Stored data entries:
- Opening Delimiter -

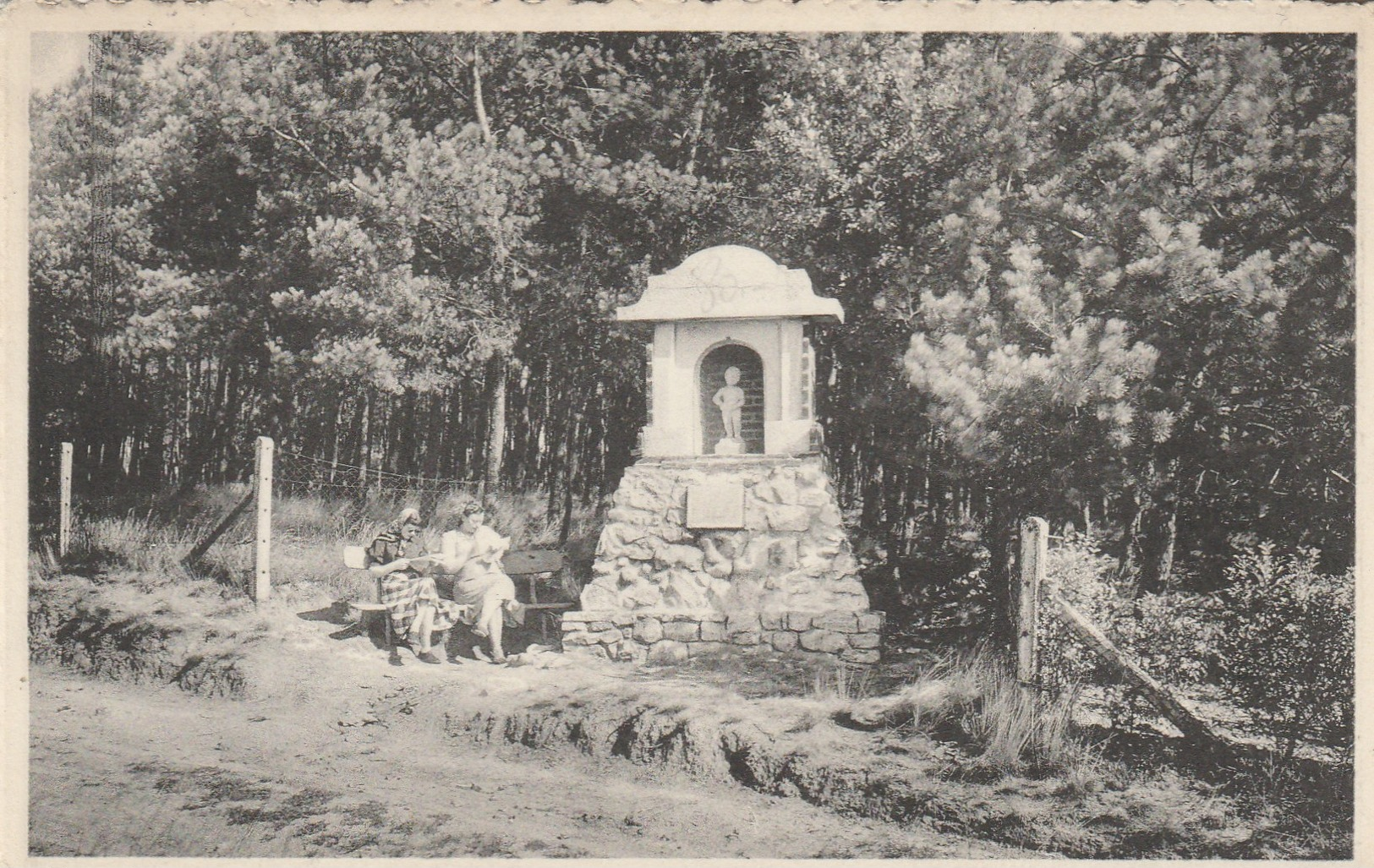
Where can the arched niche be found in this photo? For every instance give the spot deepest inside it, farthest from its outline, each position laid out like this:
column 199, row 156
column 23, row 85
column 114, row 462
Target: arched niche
column 710, row 377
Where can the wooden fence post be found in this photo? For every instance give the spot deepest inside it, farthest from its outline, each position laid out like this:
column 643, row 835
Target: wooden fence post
column 1035, row 549
column 65, row 501
column 261, row 586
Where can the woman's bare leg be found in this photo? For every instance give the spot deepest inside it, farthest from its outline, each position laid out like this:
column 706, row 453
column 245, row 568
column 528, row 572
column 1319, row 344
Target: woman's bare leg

- Closing Delimiter -

- **ACTIVITY**: Write out all the entries exactly, except for the pictures.

- **EXERCISE SOLUTION**:
Where can the arched niche be found in this photo? For every instance give the spot deepest inside it, farthest from its outline, each position laid out like this:
column 199, row 156
column 23, row 85
column 114, row 462
Target: arched niche
column 710, row 377
Where can the wooden fence post be found in this photo? For every instance give the spot deepest inside it, farthest from its outline, each position laid out like this:
column 643, row 835
Target: wooden fence post
column 1035, row 549
column 65, row 501
column 261, row 586
Where can the woman's bare leg be found in this photo? For every instance give the spot deepest inside it, farthest from its outline, each position laid out like this:
column 706, row 453
column 245, row 568
column 528, row 572
column 1319, row 344
Target: woman's bare leg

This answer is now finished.